PARQUE NACIONAL DE PACHACAMAC
“O meu maior interesse arqueológico
nas imediações de Lima era o Parque Nacional de Pachacamac. Acordei-me muito
cedo e tomei um táxi (um maravilhoso Impala 1967) em direção àquele antiquíssimo
berço de uma civilização pré-incaica.
Há muitas ruínas pré-incaicas nas
proximidades de Lima. A mais notável é Pachacamac, distante três horas da
capital pela Rodovia Panamericana e eu fiquei absolutamente pasmo com tal
estrada. Com três faixas de trânsito de cada lado, muito reta e o asfalto como
um veludo, senti inveja no bom sentido. Acho que passará muito e muito tempo
até que tenhamos alguma rodovia como essa no Brasil. Estamos atrasados no
Paraná, onde existem só três estradas asfaltadas e praticamente tudo em faixa
única: de Curitiba a Paranaguá, de Curitiba a Foz do Iguaçu e de Curitiba a
Maringá e Londrina, essas duas últimas passando por Ponta Grossa.
Chegamos à entrada
do Parque Nacional. Embora no meio do deserto, a entrada é toda gramada, de um
verde maravilhoso e raro nessa região do mundo. Logo encontrei uns lhamas
soltos por ali, muito mansos. Cheguei perto deles, toquei-os, mesmo sabendo do
risco de ser cuspido na cara. Isso mesmo: quando os lhamas antipatizam com
algum humano, simplesmente cospem-lhe na cara, e dizem que esse cuspe é muito
fétido. Felizmente saí ileso e as fotos ficarão lindas.

(EXERCÍCIOS):
#1 De acordo com o relato sobre Pachacamac, a que distância de Lima fica Pachacamac e por qual estrada se chega lá?
#2 Escreva a continuação do relato sobre Pachacamac a partir da última frase.

(ENTRADAS FORNECIDAS):
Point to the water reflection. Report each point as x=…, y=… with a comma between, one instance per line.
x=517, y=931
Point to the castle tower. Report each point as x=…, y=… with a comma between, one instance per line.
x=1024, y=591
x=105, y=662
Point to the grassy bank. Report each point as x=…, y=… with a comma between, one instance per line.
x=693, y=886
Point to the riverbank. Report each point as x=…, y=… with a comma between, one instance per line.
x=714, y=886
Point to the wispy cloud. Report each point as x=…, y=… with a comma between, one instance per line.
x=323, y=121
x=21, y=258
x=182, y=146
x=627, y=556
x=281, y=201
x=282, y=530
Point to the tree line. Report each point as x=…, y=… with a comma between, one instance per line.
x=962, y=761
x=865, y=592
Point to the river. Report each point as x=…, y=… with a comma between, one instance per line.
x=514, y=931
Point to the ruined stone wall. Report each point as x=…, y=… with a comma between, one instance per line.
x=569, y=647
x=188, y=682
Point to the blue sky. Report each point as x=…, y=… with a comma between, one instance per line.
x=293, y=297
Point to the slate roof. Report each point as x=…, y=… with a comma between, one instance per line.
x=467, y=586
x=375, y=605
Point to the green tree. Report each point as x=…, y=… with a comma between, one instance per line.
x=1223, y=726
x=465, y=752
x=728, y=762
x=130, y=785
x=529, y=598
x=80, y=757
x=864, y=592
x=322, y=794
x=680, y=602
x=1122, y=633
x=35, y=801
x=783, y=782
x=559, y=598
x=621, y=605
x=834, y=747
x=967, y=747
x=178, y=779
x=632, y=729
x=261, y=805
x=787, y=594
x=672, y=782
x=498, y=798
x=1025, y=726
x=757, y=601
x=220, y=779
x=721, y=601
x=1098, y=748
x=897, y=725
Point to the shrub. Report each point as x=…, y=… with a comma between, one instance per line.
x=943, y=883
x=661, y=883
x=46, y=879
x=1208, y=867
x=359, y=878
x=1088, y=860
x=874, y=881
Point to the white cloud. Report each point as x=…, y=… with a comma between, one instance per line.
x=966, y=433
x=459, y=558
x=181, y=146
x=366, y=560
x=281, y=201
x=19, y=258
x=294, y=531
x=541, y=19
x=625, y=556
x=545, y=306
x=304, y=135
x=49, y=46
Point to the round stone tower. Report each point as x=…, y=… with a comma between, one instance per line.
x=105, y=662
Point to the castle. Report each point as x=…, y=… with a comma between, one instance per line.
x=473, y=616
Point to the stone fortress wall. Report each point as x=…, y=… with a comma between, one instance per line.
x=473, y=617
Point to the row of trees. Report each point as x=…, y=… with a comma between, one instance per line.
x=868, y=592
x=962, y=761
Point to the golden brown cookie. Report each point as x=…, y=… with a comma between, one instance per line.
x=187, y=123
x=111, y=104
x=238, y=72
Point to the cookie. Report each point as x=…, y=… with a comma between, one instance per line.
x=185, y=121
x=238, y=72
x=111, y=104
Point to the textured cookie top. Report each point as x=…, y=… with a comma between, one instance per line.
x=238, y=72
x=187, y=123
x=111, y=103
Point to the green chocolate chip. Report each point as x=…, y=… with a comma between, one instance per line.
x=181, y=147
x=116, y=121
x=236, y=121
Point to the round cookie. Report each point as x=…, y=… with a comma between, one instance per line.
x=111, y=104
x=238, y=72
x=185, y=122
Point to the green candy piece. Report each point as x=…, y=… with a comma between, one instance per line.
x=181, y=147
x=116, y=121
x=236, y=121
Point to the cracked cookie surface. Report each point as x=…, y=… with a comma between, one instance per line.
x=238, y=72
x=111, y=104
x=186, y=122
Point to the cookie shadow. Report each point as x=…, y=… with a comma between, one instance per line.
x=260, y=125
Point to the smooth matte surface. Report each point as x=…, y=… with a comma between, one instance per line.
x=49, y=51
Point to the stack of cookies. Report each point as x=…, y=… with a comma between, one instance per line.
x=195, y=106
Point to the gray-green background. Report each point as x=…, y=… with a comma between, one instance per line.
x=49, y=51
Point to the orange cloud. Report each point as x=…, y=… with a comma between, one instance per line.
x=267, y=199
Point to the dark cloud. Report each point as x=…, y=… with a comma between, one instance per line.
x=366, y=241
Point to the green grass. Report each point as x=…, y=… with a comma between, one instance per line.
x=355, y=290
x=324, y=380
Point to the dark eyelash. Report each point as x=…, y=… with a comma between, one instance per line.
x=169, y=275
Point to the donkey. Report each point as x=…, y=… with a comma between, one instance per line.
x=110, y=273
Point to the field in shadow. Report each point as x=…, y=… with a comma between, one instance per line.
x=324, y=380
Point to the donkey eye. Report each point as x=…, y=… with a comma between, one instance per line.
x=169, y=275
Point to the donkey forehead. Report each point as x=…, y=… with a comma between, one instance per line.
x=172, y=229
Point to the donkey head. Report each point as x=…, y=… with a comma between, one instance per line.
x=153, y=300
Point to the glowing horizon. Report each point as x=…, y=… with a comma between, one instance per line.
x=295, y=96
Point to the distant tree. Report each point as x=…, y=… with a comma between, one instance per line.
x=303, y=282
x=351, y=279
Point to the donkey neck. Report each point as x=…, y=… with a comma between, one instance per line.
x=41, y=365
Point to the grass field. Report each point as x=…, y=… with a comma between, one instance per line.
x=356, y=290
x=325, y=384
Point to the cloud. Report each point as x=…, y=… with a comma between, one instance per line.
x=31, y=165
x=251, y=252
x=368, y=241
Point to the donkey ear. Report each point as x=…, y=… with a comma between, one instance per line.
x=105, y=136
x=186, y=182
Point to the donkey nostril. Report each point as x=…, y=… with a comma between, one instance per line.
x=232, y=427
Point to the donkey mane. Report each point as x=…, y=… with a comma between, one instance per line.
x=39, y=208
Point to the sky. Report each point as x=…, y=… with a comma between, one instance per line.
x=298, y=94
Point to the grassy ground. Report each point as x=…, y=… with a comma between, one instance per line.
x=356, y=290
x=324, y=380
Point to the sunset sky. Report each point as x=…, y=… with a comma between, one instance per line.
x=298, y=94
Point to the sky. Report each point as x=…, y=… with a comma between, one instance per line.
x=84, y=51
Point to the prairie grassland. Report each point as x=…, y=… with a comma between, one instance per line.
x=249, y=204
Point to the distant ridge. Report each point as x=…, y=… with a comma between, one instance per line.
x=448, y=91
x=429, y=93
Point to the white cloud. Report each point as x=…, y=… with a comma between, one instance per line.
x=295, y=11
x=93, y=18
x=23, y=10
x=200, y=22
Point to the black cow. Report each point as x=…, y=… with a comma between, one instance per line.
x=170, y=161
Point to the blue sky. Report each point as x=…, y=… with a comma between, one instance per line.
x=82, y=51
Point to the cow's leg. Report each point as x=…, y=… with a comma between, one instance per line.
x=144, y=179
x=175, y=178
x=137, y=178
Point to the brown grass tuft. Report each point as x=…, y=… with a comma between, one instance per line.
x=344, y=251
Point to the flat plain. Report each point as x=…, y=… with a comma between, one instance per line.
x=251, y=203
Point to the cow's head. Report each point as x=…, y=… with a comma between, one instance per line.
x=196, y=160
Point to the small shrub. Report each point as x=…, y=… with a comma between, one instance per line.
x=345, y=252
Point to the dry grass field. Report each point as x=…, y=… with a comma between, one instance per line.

(RESPOSTAS POR TAREFA):
#1 Fica a três horas da capital, pela Rodovia Panamericana.

#2
Situada em pleno deserto, Pachacamac foi
há 4 mil anos “o lugar de residência do Deus Criador”. Recentemente descoberta
para o mundo, está sendo escavada aos poucos. Andei pelo deserto completamente
só, encontrando casas e templos no caminho, entre eles o das Mamacunas. Muito
ao longe, ergue-se a Grande Pirâmide de Pachacamac, que é a maior de todas nas
Américas e diz-se que foi construída com milhões de tijolos ‘cozidos ao sol’,
num período certamente anterior ao da ‘cortina de fumaça’. É considerado o
local mais sagrado de toda a faixa litorânea. Seu nome tem sido traduzido como ‘Guia
do mundo’ (Pacha = terra, mundo; Camac = senhor, guia).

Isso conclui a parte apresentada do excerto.